──────── Okunacak metin ────────

Ana Sayfa / Yazarlar / Mevlid Hazımsızlığı

Mevlid Hazımsızlığı

Faydalı ise lütfen bağlantıyı paylaşınız, tavsiye ediniz. Kaynaksız kopyalamanıza rızamız yoktur.

Her meslek gibi gazetecilik de ahlak gerektirir, karakter gerektirir, dürüstlük gerektirir, bilgi gerektirir, saygı gerektirir..

Art niyet, bilgisizlik, ayrıştırma, yalan, çarpıtma, algı oyunları, ayrıştırma çabaları gazeteciliği ve gazetecilik üzerinden toplumu zehirler, kirletir, çürütür, aşağı çeker, çökertir..

Bediüzzaman hz.leri “Edipler edepli olmalı.”der..
Edipler, gazeteciler edepli, insaflı, dürüst, omurgalı, bilgili, birikimli, iyi niyetli, herkese ve her kesime aynı mesafede, farklılıklara ve her türlü hakka- hukuka saygılı, objektif, makul, mantıklı, vatansever, insan sever olmalılar..

İsimini verip reklam etmeye değmeyecek bir gazetede 9 Temmuz Pazar günü Kastamonu Nasrullah Kadı Camii’nde tertip edilen Bedîüzzaman ve Mehmed Feyzi Efendi başta olmak üzere tüm din büyüklerimizin ve tüm müslümanların ruhlarına ithafen tertip edilen mevlid programı hakkında yalan, yanlış bilgilerle, ötekileşirici, ayrıştırıcı, aşağılayıcı, suçlayıcı bir nefret dili kullanılarak çirkin bir haber yapıldığını üzülerek gördük, okuduk..

Haber baştan aşağı yalan ve yanlış bilgiler üzerine inşa edilmiş.
Nasrullah Camimizin İstiklal Marşı’mızın ilk defa okunduğu Cami olduğu iddia eden gazetenin yayın-yönetim ekibi, kendilerinin sokaktaki sıradan vatandaş kadar bile tarih bilgisine sahip olmadıklarını ilan ve itiraf etmişler..

──────── Alıntılanan malzeme ────────

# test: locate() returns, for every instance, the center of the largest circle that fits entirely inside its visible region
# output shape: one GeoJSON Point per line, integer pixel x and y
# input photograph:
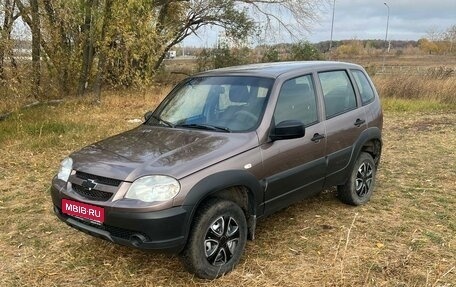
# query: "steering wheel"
{"type": "Point", "coordinates": [246, 115]}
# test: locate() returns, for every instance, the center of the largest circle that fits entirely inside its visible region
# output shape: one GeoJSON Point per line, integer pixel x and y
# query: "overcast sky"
{"type": "Point", "coordinates": [366, 19]}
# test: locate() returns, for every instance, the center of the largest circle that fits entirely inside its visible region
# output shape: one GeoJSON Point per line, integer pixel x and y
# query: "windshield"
{"type": "Point", "coordinates": [223, 104]}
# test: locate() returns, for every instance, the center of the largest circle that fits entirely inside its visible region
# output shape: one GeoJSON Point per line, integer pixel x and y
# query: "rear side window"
{"type": "Point", "coordinates": [297, 101]}
{"type": "Point", "coordinates": [365, 88]}
{"type": "Point", "coordinates": [338, 93]}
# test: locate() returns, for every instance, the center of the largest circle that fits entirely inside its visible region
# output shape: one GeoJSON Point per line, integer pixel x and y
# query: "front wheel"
{"type": "Point", "coordinates": [359, 187]}
{"type": "Point", "coordinates": [217, 239]}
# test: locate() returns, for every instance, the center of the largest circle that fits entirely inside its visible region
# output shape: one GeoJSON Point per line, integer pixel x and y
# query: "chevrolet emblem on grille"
{"type": "Point", "coordinates": [89, 184]}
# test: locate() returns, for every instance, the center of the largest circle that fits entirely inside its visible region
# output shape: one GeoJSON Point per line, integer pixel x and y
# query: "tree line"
{"type": "Point", "coordinates": [80, 45]}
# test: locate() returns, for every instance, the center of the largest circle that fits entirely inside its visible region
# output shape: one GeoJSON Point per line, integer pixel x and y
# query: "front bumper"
{"type": "Point", "coordinates": [157, 230]}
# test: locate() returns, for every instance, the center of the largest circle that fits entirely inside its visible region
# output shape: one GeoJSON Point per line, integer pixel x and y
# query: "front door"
{"type": "Point", "coordinates": [295, 168]}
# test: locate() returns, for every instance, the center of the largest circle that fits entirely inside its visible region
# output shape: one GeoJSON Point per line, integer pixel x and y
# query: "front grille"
{"type": "Point", "coordinates": [114, 231]}
{"type": "Point", "coordinates": [98, 179]}
{"type": "Point", "coordinates": [92, 194]}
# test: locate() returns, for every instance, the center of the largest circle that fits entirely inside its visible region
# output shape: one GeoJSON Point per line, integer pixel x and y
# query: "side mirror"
{"type": "Point", "coordinates": [287, 130]}
{"type": "Point", "coordinates": [148, 115]}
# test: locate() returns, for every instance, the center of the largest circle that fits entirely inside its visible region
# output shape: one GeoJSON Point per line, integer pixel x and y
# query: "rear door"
{"type": "Point", "coordinates": [295, 168]}
{"type": "Point", "coordinates": [345, 121]}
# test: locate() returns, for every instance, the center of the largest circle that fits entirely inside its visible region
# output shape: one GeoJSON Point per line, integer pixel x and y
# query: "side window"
{"type": "Point", "coordinates": [297, 101]}
{"type": "Point", "coordinates": [365, 89]}
{"type": "Point", "coordinates": [338, 93]}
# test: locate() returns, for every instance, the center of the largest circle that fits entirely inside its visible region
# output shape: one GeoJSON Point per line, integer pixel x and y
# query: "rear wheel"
{"type": "Point", "coordinates": [359, 187]}
{"type": "Point", "coordinates": [217, 239]}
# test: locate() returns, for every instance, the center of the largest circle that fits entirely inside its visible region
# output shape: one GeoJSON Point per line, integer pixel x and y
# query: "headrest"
{"type": "Point", "coordinates": [239, 94]}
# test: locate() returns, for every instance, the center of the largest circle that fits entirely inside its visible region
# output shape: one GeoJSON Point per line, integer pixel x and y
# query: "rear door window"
{"type": "Point", "coordinates": [365, 88]}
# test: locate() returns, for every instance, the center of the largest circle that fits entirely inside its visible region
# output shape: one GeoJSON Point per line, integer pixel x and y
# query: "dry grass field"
{"type": "Point", "coordinates": [406, 236]}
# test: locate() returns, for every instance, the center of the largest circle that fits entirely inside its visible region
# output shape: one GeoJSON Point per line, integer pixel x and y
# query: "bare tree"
{"type": "Point", "coordinates": [9, 17]}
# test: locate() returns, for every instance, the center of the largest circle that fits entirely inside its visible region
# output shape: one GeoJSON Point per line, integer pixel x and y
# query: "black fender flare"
{"type": "Point", "coordinates": [370, 134]}
{"type": "Point", "coordinates": [224, 180]}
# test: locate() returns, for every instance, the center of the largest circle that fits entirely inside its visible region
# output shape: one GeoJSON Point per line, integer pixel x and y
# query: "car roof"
{"type": "Point", "coordinates": [276, 69]}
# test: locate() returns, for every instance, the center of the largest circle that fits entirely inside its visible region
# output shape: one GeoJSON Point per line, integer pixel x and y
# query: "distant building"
{"type": "Point", "coordinates": [224, 40]}
{"type": "Point", "coordinates": [171, 54]}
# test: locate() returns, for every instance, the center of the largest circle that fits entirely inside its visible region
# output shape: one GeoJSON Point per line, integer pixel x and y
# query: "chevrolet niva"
{"type": "Point", "coordinates": [224, 149]}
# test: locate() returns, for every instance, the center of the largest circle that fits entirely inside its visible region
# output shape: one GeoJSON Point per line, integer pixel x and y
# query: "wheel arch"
{"type": "Point", "coordinates": [238, 186]}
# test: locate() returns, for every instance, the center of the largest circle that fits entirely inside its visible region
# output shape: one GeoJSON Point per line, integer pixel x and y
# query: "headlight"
{"type": "Point", "coordinates": [153, 188]}
{"type": "Point", "coordinates": [65, 169]}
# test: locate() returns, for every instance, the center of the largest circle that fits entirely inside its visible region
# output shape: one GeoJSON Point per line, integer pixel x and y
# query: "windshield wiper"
{"type": "Point", "coordinates": [205, 127]}
{"type": "Point", "coordinates": [160, 120]}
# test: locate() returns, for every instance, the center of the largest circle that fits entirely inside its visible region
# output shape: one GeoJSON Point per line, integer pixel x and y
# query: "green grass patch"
{"type": "Point", "coordinates": [407, 105]}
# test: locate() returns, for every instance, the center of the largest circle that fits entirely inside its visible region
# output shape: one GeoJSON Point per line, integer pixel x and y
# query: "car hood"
{"type": "Point", "coordinates": [148, 150]}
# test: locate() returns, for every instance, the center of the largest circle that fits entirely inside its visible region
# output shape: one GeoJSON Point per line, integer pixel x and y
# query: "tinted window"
{"type": "Point", "coordinates": [338, 93]}
{"type": "Point", "coordinates": [297, 101]}
{"type": "Point", "coordinates": [365, 89]}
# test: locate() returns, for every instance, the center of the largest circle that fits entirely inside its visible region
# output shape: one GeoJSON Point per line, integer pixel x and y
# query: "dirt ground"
{"type": "Point", "coordinates": [406, 235]}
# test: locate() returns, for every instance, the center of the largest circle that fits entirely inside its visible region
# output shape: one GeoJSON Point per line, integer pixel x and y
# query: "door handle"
{"type": "Point", "coordinates": [359, 122]}
{"type": "Point", "coordinates": [317, 137]}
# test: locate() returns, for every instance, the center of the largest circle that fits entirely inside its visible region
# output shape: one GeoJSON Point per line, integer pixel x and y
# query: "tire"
{"type": "Point", "coordinates": [359, 187]}
{"type": "Point", "coordinates": [217, 239]}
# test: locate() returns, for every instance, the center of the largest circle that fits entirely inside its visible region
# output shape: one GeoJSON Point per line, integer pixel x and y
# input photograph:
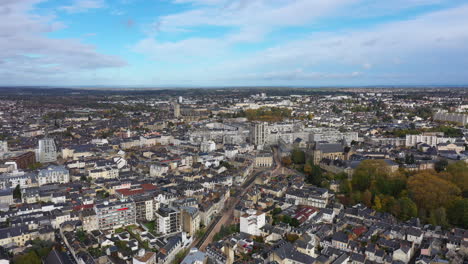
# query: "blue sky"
{"type": "Point", "coordinates": [233, 42]}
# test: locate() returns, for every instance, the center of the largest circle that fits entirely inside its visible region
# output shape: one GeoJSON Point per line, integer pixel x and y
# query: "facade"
{"type": "Point", "coordinates": [176, 110]}
{"type": "Point", "coordinates": [259, 133]}
{"type": "Point", "coordinates": [47, 151]}
{"type": "Point", "coordinates": [112, 215]}
{"type": "Point", "coordinates": [264, 160]}
{"type": "Point", "coordinates": [431, 140]}
{"type": "Point", "coordinates": [144, 206]}
{"type": "Point", "coordinates": [25, 160]}
{"type": "Point", "coordinates": [251, 222]}
{"type": "Point", "coordinates": [190, 220]}
{"type": "Point", "coordinates": [167, 220]}
{"type": "Point", "coordinates": [53, 174]}
{"type": "Point", "coordinates": [3, 146]}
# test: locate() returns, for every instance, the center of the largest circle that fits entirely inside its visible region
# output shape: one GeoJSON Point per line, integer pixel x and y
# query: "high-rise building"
{"type": "Point", "coordinates": [259, 133]}
{"type": "Point", "coordinates": [47, 151]}
{"type": "Point", "coordinates": [167, 220]}
{"type": "Point", "coordinates": [53, 174]}
{"type": "Point", "coordinates": [112, 215]}
{"type": "Point", "coordinates": [3, 146]}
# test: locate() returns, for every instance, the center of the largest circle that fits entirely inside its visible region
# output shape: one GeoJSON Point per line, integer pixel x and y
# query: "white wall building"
{"type": "Point", "coordinates": [47, 151]}
{"type": "Point", "coordinates": [53, 174]}
{"type": "Point", "coordinates": [251, 222]}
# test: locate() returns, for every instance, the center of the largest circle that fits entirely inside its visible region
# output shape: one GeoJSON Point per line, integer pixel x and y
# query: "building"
{"type": "Point", "coordinates": [112, 215]}
{"type": "Point", "coordinates": [195, 257]}
{"type": "Point", "coordinates": [461, 119]}
{"type": "Point", "coordinates": [190, 220]}
{"type": "Point", "coordinates": [167, 220]}
{"type": "Point", "coordinates": [429, 139]}
{"type": "Point", "coordinates": [176, 110]}
{"type": "Point", "coordinates": [144, 206]}
{"type": "Point", "coordinates": [53, 174]}
{"type": "Point", "coordinates": [332, 151]}
{"type": "Point", "coordinates": [16, 235]}
{"type": "Point", "coordinates": [3, 146]}
{"type": "Point", "coordinates": [25, 160]}
{"type": "Point", "coordinates": [6, 196]}
{"type": "Point", "coordinates": [264, 160]}
{"type": "Point", "coordinates": [47, 151]}
{"type": "Point", "coordinates": [259, 133]}
{"type": "Point", "coordinates": [144, 257]}
{"type": "Point", "coordinates": [251, 222]}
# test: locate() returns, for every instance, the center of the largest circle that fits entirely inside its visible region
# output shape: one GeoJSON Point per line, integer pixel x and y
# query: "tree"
{"type": "Point", "coordinates": [314, 174]}
{"type": "Point", "coordinates": [367, 171]}
{"type": "Point", "coordinates": [377, 203]}
{"type": "Point", "coordinates": [458, 172]}
{"type": "Point", "coordinates": [345, 187]}
{"type": "Point", "coordinates": [458, 213]}
{"type": "Point", "coordinates": [367, 198]}
{"type": "Point", "coordinates": [17, 192]}
{"type": "Point", "coordinates": [409, 159]}
{"type": "Point", "coordinates": [431, 192]}
{"type": "Point", "coordinates": [286, 161]}
{"type": "Point", "coordinates": [438, 217]}
{"type": "Point", "coordinates": [441, 165]}
{"type": "Point", "coordinates": [408, 208]}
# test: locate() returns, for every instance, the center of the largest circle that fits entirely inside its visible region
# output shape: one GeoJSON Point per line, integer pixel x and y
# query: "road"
{"type": "Point", "coordinates": [227, 214]}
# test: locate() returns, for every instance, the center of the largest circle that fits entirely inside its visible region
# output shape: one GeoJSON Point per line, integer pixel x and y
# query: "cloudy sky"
{"type": "Point", "coordinates": [233, 42]}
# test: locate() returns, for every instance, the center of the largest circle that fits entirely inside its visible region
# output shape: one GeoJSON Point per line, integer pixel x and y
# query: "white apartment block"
{"type": "Point", "coordinates": [53, 174]}
{"type": "Point", "coordinates": [47, 151]}
{"type": "Point", "coordinates": [251, 222]}
{"type": "Point", "coordinates": [431, 140]}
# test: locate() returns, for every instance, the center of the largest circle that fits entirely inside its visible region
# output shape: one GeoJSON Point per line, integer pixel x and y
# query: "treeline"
{"type": "Point", "coordinates": [438, 198]}
{"type": "Point", "coordinates": [447, 130]}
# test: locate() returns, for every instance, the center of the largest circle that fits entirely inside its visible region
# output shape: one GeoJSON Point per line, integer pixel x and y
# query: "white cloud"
{"type": "Point", "coordinates": [430, 46]}
{"type": "Point", "coordinates": [26, 53]}
{"type": "Point", "coordinates": [80, 6]}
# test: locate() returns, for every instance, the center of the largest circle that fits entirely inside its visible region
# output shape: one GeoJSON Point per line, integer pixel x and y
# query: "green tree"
{"type": "Point", "coordinates": [438, 217]}
{"type": "Point", "coordinates": [458, 173]}
{"type": "Point", "coordinates": [408, 208]}
{"type": "Point", "coordinates": [298, 156]}
{"type": "Point", "coordinates": [345, 187]}
{"type": "Point", "coordinates": [458, 213]}
{"type": "Point", "coordinates": [441, 165]}
{"type": "Point", "coordinates": [367, 171]}
{"type": "Point", "coordinates": [367, 198]}
{"type": "Point", "coordinates": [314, 174]}
{"type": "Point", "coordinates": [431, 192]}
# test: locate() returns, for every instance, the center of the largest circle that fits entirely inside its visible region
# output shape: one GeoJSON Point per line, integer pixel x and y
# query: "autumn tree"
{"type": "Point", "coordinates": [431, 192]}
{"type": "Point", "coordinates": [458, 213]}
{"type": "Point", "coordinates": [408, 209]}
{"type": "Point", "coordinates": [286, 161]}
{"type": "Point", "coordinates": [367, 171]}
{"type": "Point", "coordinates": [367, 198]}
{"type": "Point", "coordinates": [458, 172]}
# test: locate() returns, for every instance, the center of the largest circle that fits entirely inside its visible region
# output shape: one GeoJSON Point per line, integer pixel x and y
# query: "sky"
{"type": "Point", "coordinates": [159, 43]}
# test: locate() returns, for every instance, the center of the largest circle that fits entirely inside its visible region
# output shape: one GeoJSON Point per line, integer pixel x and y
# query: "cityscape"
{"type": "Point", "coordinates": [233, 132]}
{"type": "Point", "coordinates": [234, 175]}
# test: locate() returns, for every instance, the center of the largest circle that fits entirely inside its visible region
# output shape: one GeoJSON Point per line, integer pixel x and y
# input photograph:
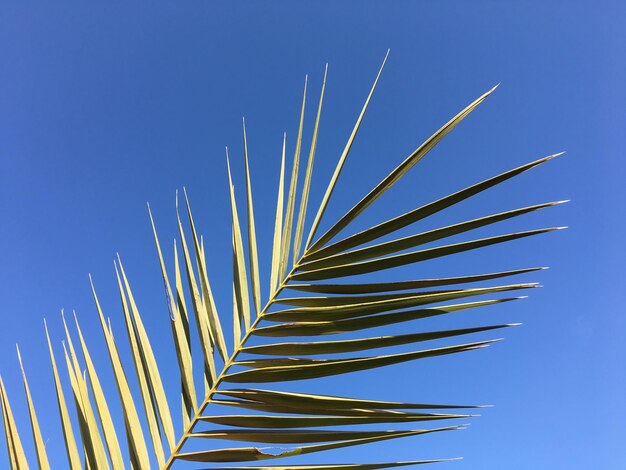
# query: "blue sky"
{"type": "Point", "coordinates": [104, 107]}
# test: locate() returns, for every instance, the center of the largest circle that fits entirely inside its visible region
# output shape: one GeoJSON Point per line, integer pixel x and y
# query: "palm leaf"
{"type": "Point", "coordinates": [331, 318]}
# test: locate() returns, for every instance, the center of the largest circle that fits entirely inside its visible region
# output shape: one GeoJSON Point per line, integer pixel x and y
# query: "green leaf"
{"type": "Point", "coordinates": [200, 310]}
{"type": "Point", "coordinates": [137, 444]}
{"type": "Point", "coordinates": [420, 213]}
{"type": "Point", "coordinates": [405, 243]}
{"type": "Point", "coordinates": [239, 266]}
{"type": "Point", "coordinates": [412, 257]}
{"type": "Point", "coordinates": [359, 323]}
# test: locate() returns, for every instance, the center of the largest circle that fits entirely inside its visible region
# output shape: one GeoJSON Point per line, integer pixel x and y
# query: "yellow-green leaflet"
{"type": "Point", "coordinates": [253, 255]}
{"type": "Point", "coordinates": [40, 447]}
{"type": "Point", "coordinates": [342, 160]}
{"type": "Point", "coordinates": [181, 339]}
{"type": "Point", "coordinates": [293, 189]}
{"type": "Point", "coordinates": [304, 199]}
{"type": "Point", "coordinates": [110, 436]}
{"type": "Point", "coordinates": [278, 224]}
{"type": "Point", "coordinates": [14, 444]}
{"type": "Point", "coordinates": [142, 376]}
{"type": "Point", "coordinates": [137, 443]}
{"type": "Point", "coordinates": [68, 433]}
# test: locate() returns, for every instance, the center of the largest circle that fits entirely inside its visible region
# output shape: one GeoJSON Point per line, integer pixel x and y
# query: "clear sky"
{"type": "Point", "coordinates": [104, 107]}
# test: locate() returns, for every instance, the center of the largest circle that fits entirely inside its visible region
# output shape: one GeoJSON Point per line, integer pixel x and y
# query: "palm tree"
{"type": "Point", "coordinates": [305, 307]}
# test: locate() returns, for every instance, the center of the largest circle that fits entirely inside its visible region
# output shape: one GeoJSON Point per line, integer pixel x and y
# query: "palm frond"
{"type": "Point", "coordinates": [310, 327]}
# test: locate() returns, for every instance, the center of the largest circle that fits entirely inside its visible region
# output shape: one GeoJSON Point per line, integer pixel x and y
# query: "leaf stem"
{"type": "Point", "coordinates": [227, 365]}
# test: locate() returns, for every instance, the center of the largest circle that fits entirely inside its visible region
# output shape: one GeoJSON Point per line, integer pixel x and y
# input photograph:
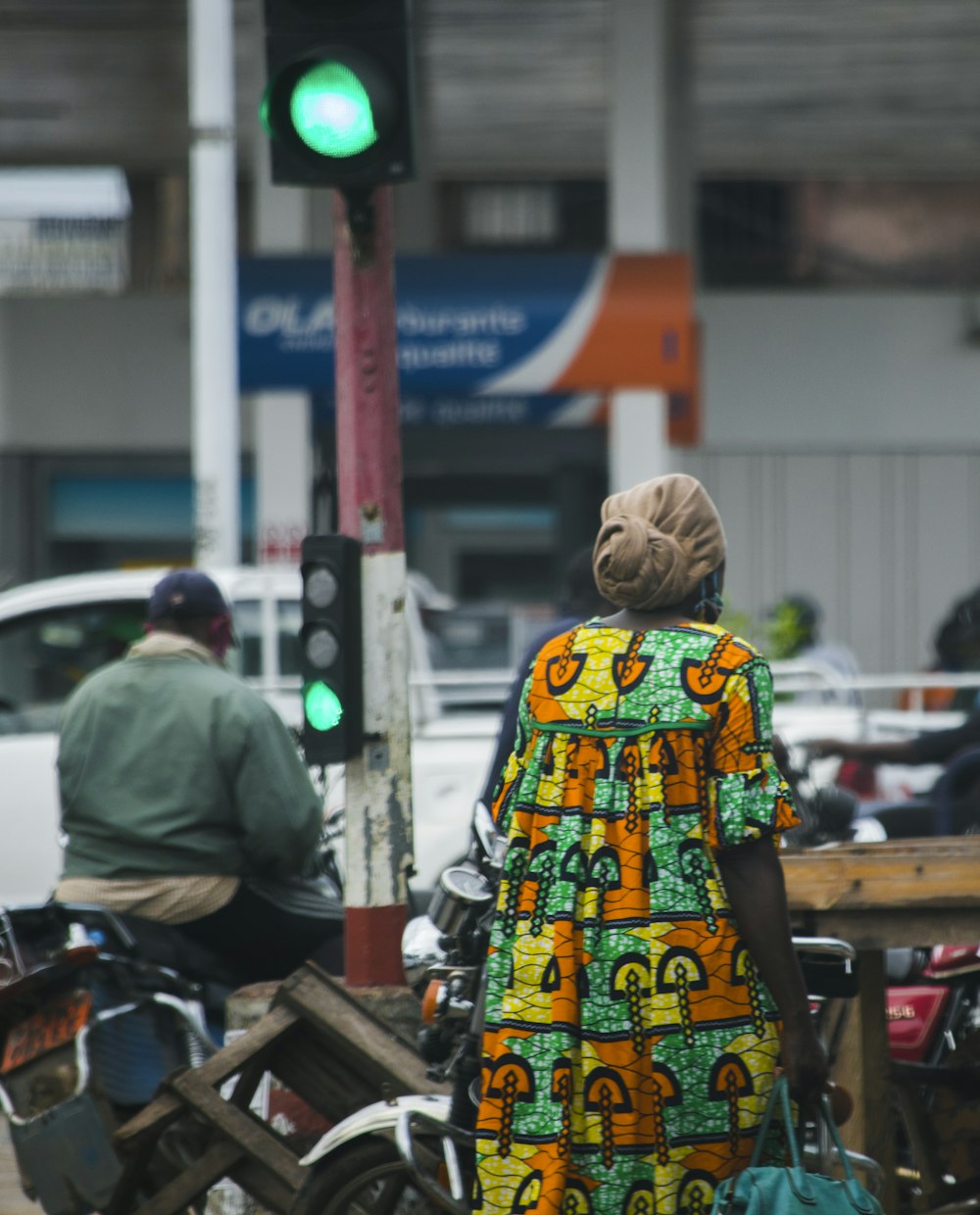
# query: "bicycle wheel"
{"type": "Point", "coordinates": [365, 1178]}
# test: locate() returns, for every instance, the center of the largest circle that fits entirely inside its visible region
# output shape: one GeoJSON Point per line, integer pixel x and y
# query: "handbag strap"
{"type": "Point", "coordinates": [779, 1097]}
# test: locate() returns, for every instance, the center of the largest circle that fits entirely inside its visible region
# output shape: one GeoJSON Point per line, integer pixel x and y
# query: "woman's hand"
{"type": "Point", "coordinates": [804, 1059]}
{"type": "Point", "coordinates": [823, 749]}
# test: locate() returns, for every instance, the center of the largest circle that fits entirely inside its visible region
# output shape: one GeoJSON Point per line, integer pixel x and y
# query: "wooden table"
{"type": "Point", "coordinates": [879, 896]}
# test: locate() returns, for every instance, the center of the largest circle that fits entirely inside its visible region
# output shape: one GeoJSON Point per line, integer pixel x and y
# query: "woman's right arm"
{"type": "Point", "coordinates": [756, 887]}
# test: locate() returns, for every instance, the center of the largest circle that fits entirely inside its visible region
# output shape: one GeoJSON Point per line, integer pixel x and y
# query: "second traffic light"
{"type": "Point", "coordinates": [338, 100]}
{"type": "Point", "coordinates": [331, 649]}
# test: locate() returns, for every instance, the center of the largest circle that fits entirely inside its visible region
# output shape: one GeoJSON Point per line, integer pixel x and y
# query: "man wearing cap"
{"type": "Point", "coordinates": [180, 786]}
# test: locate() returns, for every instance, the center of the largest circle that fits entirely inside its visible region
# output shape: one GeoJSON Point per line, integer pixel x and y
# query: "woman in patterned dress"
{"type": "Point", "coordinates": [642, 981]}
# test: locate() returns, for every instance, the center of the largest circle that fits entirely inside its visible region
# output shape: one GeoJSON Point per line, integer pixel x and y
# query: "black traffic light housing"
{"type": "Point", "coordinates": [354, 56]}
{"type": "Point", "coordinates": [331, 653]}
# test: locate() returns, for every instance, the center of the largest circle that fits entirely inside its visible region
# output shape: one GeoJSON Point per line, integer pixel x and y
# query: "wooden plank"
{"type": "Point", "coordinates": [369, 1047]}
{"type": "Point", "coordinates": [192, 1183]}
{"type": "Point", "coordinates": [918, 874]}
{"type": "Point", "coordinates": [892, 928]}
{"type": "Point", "coordinates": [231, 1058]}
{"type": "Point", "coordinates": [242, 1128]}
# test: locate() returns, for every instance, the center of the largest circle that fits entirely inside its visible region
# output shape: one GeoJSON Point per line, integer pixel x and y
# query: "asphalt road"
{"type": "Point", "coordinates": [13, 1200]}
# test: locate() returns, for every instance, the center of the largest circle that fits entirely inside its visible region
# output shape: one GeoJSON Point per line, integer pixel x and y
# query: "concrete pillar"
{"type": "Point", "coordinates": [216, 445]}
{"type": "Point", "coordinates": [282, 428]}
{"type": "Point", "coordinates": [648, 187]}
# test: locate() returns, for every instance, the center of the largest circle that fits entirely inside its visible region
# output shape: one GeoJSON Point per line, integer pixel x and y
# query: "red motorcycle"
{"type": "Point", "coordinates": [933, 1012]}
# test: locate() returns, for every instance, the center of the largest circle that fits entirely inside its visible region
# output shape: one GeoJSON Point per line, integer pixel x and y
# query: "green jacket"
{"type": "Point", "coordinates": [171, 765]}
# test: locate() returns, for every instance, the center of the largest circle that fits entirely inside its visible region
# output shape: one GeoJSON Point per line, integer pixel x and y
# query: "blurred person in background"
{"type": "Point", "coordinates": [794, 633]}
{"type": "Point", "coordinates": [183, 799]}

────────

Görevler
[a] Okunacak metinden "İsimini verip reklam" ifadesinden başlayıp "üzerine inşa edilmiş." ifadesine kadar (bu ifade de dahil) olan kısmı aynen geri verin.
[b] Okunacak metne göre şu soruları yanıtlayın:
(i) Mevlid programı hangi camide tertip edildi?
(ii) Bediüzzaman Hazretleri'nin edipler hakkında söylediği aktarılan söz nedir?
(iii) Mevlid programı hangi gün yapıldı?

Beklenen yanıtlar
[a]
İsimini verip reklam etmeye değmeyecek bir gazetede 9 Temmuz Pazar günü Kastamonu Nasrullah Kadı Camii’nde tertip edilen Bedîüzzaman ve Mehmed Feyzi Efendi başta olmak üzere tüm din büyüklerimizin ve tüm müslümanların ruhlarına ithafen tertip edilen mevlid programı hakkında yalan, yanlış bilgilerle, ötekileşirici, ayrıştırıcı, aşağılayıcı, suçlayıcı bir nefret dili kullanılarak çirkin bir haber yapıldığını üzülerek gördük, okuduk..

Haber baştan aşağı yalan ve yanlış bilgiler üzerine inşa edilmiş.

[b]
(i) Kastamonu'daki Nasrullah Kadı Camii'nde.
(ii) "Edipler edepli olmalı."
(iii) 9 Temmuz Pazar günü.